In late 2022, a new approach called MetaFormer was proposed as a baseline for combining CNN [9] and Transformer models [8]. MetaFormer [7] allows for the capture of both local and global information by utilizing downsampling via convolution to capture local features and a Transformer encoder to capture global features in later stages. This approach has been shown to improve performance in various tasks.

In our paper, we propose a Polyp MetaFormer that combines MetaFormer and UNet, a Multi-scale Upsampling block with our Level-up UpSampling technique. Our technique enhances the quality of texture in the decoder stage of UNet, which addresses the weakness of UNet in texture missing in the UpSampling stage and improves the segmentation results of the entire architecture. Our proposed method shows competitive results on state-of-the-art datasets, benchmarking our model against the weaknesses of other approaches.

To summarize our contribution, there are 3 main ideas:

- We propose the MetaFormer Baseline with our proposed Convformer block as 4 stages as MetaFormer for capturing the fusion of global features and local features from the encoder stage.

- The Level-up Upsampling technique is proposed to enhance the texture missing in the Decoder stage of UNet.

- Demonstrate the effectiveness of the method on out-of-distribution datasets, and also get competitive results on the state-of-the-art.

II Related Work

II-A Early diagnosis

Colorectal cancer, arising from polyp growth in the colon or rectum, is a significant health concern with severe implications [1]. Early identification of polyps is vital in improving prognosis and treatment outcomes [1]. Detecting and removing polyps prior to malignancy is crucial for preventing disease progression. Early diagnosis of polyps is paramount in averting the extensive consequences of colorectal cancer [10]. However, current black-box methods lack explanatory transparency, posing challenges in the medical imaging field [1].

Collected material -

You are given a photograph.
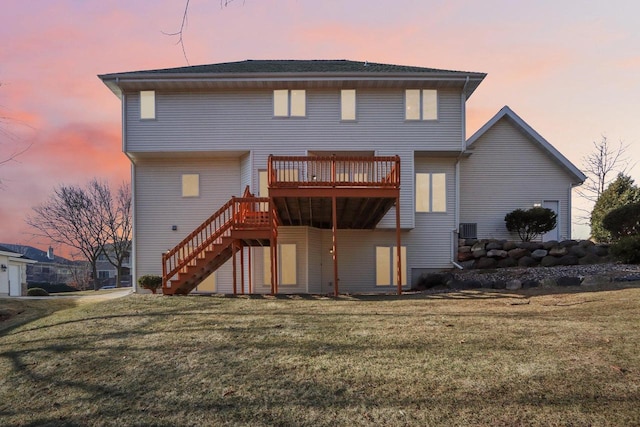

Instructions -
1. Copy the Polyp MetaFormer passage word for word, from "In late 2022, a" through "in various tasks.".
2. Continue the Polyp MetaFormer passage from its last sentence.

Results of the tasks -
1.
In late 2022, a new approach called MetaFormer was proposed as a baseline for combining CNN [9] and Transformer models [8]. MetaFormer [7] allows for the capture of both local and global information by utilizing downsampling via convolution to capture local features and a Transformer encoder to capture global features in later stages. This approach has been shown to improve performance in various tasks.

2.
II-B Polyps segmentation

Endoscopic image segmentation is a well-studied research field [10]. Early research relied on handcrafted descriptors and a machine learning (ML) classifier that distinguished lesions from the background based on attributes like color, shape, texture, and edges [11]. In recent years, deep learning and convolutional neural networks have led to many new segmentation techniques, such as UNet [3]. The UNet [3] model is considered groundbreaking as it was the first to introduce skip connections in the encoder-decoder architecture for medical segmentation tasks. This innovative technique allows for the combination of both shallow and deep features to improve the accuracy and reliability of the segmentation process. Since its inception, numerous studies and research have been conducted to further enhance the performance of this technique in the segmentation field. As a result, many advancements have been made, and the UNet [3] model has become a crucial tool for medical imaging professionals and researchers in their pursuit of more accurate and efficient segmentation methods [12, 13].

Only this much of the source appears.